▸ **WORK TO COMPLETE**
Each entry needs to be retyped exactly, with nothing added or dropped.

▸ **DATA RECORDS**
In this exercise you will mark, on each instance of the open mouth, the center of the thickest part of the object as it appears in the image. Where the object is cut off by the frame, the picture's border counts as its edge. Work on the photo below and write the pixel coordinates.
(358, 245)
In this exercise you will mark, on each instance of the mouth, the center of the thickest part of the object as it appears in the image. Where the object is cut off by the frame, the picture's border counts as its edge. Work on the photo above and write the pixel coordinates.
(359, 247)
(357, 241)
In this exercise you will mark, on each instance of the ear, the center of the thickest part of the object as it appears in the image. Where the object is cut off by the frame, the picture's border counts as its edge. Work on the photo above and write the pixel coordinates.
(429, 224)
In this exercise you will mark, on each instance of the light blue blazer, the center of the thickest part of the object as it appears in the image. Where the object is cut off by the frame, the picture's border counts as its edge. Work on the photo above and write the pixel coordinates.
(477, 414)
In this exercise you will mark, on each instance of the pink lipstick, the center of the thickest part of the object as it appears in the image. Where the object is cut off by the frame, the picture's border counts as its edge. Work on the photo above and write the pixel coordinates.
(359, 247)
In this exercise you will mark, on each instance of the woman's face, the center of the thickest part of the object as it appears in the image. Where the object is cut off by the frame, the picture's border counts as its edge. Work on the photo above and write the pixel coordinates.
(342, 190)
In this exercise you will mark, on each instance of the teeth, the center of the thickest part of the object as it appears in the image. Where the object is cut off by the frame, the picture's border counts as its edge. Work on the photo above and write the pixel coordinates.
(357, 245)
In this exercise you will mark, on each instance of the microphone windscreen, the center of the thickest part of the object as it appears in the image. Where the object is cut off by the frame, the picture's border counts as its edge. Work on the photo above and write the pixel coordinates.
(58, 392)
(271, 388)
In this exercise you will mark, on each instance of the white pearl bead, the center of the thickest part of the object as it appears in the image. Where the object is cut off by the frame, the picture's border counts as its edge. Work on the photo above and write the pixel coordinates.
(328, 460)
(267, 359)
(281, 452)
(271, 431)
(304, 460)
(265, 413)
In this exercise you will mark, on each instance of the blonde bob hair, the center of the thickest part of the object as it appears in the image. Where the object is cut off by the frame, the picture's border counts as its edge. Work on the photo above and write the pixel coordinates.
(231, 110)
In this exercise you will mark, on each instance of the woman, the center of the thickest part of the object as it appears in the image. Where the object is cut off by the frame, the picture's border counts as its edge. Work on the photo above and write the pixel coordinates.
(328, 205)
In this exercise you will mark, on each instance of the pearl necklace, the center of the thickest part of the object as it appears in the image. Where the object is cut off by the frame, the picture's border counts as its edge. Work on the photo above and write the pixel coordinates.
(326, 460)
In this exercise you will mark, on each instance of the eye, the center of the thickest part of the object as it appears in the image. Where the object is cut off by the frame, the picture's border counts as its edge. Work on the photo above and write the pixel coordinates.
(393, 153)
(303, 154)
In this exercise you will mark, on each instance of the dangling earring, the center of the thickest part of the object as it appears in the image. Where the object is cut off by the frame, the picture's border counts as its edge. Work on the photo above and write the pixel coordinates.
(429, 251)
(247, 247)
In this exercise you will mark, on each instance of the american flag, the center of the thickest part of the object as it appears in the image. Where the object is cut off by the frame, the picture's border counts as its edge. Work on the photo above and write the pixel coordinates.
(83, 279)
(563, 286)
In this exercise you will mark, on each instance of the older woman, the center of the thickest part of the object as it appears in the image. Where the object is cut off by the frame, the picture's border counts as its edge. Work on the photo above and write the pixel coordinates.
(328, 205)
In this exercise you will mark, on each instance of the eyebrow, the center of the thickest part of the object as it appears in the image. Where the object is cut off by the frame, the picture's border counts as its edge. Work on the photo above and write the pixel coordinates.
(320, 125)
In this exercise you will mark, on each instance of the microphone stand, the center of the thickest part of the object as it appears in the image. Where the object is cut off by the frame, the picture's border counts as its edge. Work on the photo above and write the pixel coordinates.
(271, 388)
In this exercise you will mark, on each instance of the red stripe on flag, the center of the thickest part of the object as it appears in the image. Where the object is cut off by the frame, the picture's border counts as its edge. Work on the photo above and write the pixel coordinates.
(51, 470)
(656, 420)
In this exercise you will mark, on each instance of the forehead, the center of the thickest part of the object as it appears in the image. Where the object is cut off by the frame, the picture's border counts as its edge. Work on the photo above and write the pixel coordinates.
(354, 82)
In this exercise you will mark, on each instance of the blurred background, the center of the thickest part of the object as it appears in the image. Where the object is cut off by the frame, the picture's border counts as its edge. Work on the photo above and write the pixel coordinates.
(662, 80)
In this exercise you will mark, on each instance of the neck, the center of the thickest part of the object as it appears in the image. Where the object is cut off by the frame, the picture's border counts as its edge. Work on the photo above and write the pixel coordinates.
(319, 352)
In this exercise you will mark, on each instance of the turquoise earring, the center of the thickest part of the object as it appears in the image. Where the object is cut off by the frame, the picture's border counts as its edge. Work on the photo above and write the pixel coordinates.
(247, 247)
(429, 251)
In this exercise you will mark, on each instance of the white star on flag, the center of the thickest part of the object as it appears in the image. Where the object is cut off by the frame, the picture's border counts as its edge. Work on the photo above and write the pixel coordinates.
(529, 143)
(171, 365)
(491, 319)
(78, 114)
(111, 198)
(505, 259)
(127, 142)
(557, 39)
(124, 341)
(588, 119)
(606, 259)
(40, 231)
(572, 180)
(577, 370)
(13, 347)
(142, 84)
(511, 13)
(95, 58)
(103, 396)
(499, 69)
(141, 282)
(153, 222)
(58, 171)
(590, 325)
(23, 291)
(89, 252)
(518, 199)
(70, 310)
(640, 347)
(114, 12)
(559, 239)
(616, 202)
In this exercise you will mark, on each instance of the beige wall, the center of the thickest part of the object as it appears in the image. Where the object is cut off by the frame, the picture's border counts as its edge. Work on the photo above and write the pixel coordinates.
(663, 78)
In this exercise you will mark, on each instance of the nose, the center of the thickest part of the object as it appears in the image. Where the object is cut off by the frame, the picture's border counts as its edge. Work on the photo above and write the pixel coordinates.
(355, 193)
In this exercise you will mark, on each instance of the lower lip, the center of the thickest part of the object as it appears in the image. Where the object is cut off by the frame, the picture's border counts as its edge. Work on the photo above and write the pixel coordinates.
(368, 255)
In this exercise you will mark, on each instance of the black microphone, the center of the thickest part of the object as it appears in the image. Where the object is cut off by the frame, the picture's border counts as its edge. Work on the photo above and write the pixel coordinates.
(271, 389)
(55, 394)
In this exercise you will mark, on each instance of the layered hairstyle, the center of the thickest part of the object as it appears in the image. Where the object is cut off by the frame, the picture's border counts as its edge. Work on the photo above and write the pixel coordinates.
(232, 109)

▸ **EXERCISE RESPONSE**
In this exercise you will mark, on each instance of the open mouth, the center of the thickest part of the object as it appears in the image. Where the object is cut off by the frame, the picture's border counts as its edge. Work on the photo below and write the pixel coordinates.
(358, 245)
In this exercise you will mark, on each instance of the mouth, the center of the thickest part of the object as it appears in the image. Where the object is cut off by the frame, the picture's border counts as its edge. Work on the photo above and write the pixel coordinates.
(359, 247)
(357, 241)
In this exercise you will mark, on each instance of the ear, the center of the thickest part of the object as it appears in the image. Where the object is cut off by the frame, the picture's border counts as its edge. Work on the photo above and write the pixel coordinates.
(429, 224)
In this exercise you will mark, on each instance of the light blue blazer, the center of the thickest part of the object as it appears in the image. Where the object is cut off by the frame, the picture's border counts as its edge. Work on the photo above and write the pixel coordinates.
(477, 414)
In this exercise you will mark, on each instance of the pink lipstick, the center of the thickest part of the object as it appears in the image. Where the object is cut off by the frame, the picture's border counts as its edge. Work on the photo above and write the pixel coordinates.
(359, 247)
In this exercise you will mark, on each instance of the woman's face, the center of the thickest part of the object as it appears in the image. Where the object is cut off by the frame, the picture's border counts as its edge. Work on the photo above and write the pixel coordinates.
(342, 190)
In this exercise you will mark, on each instance of the teeth, the center of the thickest part of the object as it appears in the image. Where the object is cut off by the frame, the picture's border counts as its edge. Work on the photo above and write the pixel coordinates.
(357, 245)
In this exercise you will mark, on each instance of the microphone windscreen, the center of the thickest part of the object as it appears in the image. Where the object is cut off by the frame, the picture's border counts as its edge. Work on the photo above and write the pixel coordinates.
(58, 392)
(271, 388)
In this exercise you will mark, on each instance of the white pearl bead, the center of the thickest part of the object as it appears in the image. Where the object is cut off by the frame, the picture's border counts as its edge. Work on the photo above and write the pixel coordinates.
(328, 460)
(267, 359)
(281, 452)
(271, 431)
(304, 460)
(265, 413)
In this exercise you will mark, on each instance of the blonde bob hair, the center of the thickest part of the object as it appears in the image. Where the object is cut off by the frame, the picture's border counts as its edge. Work on the photo above and write the pixel coordinates.
(231, 110)
In this exercise you will mark, on each instance of the woman, the center of the thickest part of the object as it appears in the image. Where the object is cut off by the frame, the picture's border counts as its edge. Work on the photo above and write the pixel coordinates.
(328, 205)
In this exercise you will mark, on each instance of the pearl necklace, the center of the thickest part of the object as it appears in the image. Where the object is cut off by the frame, the picture's border counts as its edge. Work on the photo above and write the pixel coordinates.
(326, 460)
In this exercise you will mark, on each instance of the eye, the center of the thickest part of the object as it appears in the image. Where the object is cut off by the frame, the picture's border counts as its edge. Work on the photo above and write the pixel coordinates.
(393, 153)
(303, 154)
In this exercise you will mark, on each instance of the dangling earring, the center of the thickest part of the object as it appears in the image. Where the object is cut off by the frame, the picture's border counts as its edge. Work on the photo above and write the pixel coordinates.
(429, 251)
(247, 247)
In this exercise you will mark, on each instance of the american flag, the center of the thickest part of the object as it appears in the image. Where the object is cut off by the frame, the picture's border counts as its edge. Work on the photo above and write the pixel coordinates.
(83, 279)
(563, 286)
In this exercise you will mark, on each instance of the older woman, the center of the thickest part of the object as it appears in the image. Where the object is cut off by the frame, the picture's border counts as its edge. Work on the photo above and write the pixel coordinates.
(328, 205)
In this exercise you will mark, on each instance of the eyebrow, the center of the thickest part of the object as it appears in the image. Where the object is cut off by the frame, the picture's border counts as its edge. Work on the photo above and write the pixel coordinates.
(320, 125)
In this exercise you will mark, on each instance of the microphone stand, the center of the thickest part of the object as it appears in the image. Where the object is cut off by the frame, the picture's border counts as its edge. Work on the photo above and write the pixel coordinates.
(271, 388)
In this exercise you will mark, on each instance of the red stripe on flag, the center of the thickest part of the object as it appears in the image. Where the object is cut off by the frame, the picture's border counts as its edge. Work on the photo above and write the pixel coordinates.
(51, 470)
(656, 420)
In this exercise you will mark, on each instance of the forehead, the center of the thickest part of the object as it appears in the image. Where the object is cut off by the frame, the picture's border counts as its edge. Work on the photo above and write the pixel coordinates.
(354, 82)
In this exercise you will mark, on each instance of the blurred background, the center of the thickest part of the object as it appears in the image. Where the object is cut off by the frame, the picture's border counts as its edge. Work on the photo above and write the pixel coordinates.
(662, 80)
In this exercise you will mark, on each instance of the neck, the center of the thickest part of the object as it appears in the image. Where the object is cut off by the frame, the picture's border counts as its edge. Work on the photo above and write the pixel coordinates.
(319, 352)
In this exercise you will mark, on each instance of the turquoise earring, the center of the thickest part of the object as it appears in the image. Where the object is cut off by the frame, the picture's border counts as its edge. Work on the photo above and write the pixel coordinates.
(247, 247)
(429, 251)
In this exercise you will mark, on each instance of the white star on flag, the center of the thickest part of the object as it appears in the image. Where the object is cut off by the frame, the picture's border counts as its edge. Work on the photo above and write the pixel coordinates.
(529, 143)
(171, 365)
(491, 319)
(78, 114)
(111, 198)
(505, 259)
(127, 142)
(557, 39)
(124, 341)
(588, 119)
(606, 259)
(40, 231)
(572, 180)
(577, 370)
(13, 347)
(142, 84)
(511, 13)
(95, 58)
(103, 396)
(499, 69)
(141, 282)
(153, 222)
(58, 171)
(590, 325)
(23, 291)
(89, 252)
(518, 199)
(70, 310)
(640, 347)
(114, 12)
(559, 239)
(616, 202)
In this exercise you will mark, on each instance of the beige wall, the center of the thickest part of the object as it appears in the image. Where the object is cut off by the frame, the picture's border counts as its edge. Work on the photo above and write the pixel coordinates.
(663, 78)
In this exercise you will mark, on each instance of the nose, the center of the thickest part of the object as it appears in the image. Where the object is cut off by the frame, the picture's border counts as its edge. Work on the photo above and write the pixel coordinates.
(355, 193)
In this exercise you will mark, on each instance of the lower lip, the center of the thickest part of the object as it appears in the image. Where the object is cut off by the frame, the picture's border counts as its edge. Work on the photo above and write the pixel coordinates.
(368, 255)
In this exercise you will mark, on each instance of the black microphone, the center of the thickest part of the object as it appears in the image. Where the object is cut off by the frame, the picture's border counts as its edge. Work on the photo above and write the pixel coordinates.
(271, 389)
(55, 394)
In this exercise you will mark, on each instance of the layered hairstyle, the center of the thickest part of the object as it appears in the image. Where the object is cut off by the frame, the picture's border counts as its edge. Work on the photo above and write the pixel coordinates.
(232, 109)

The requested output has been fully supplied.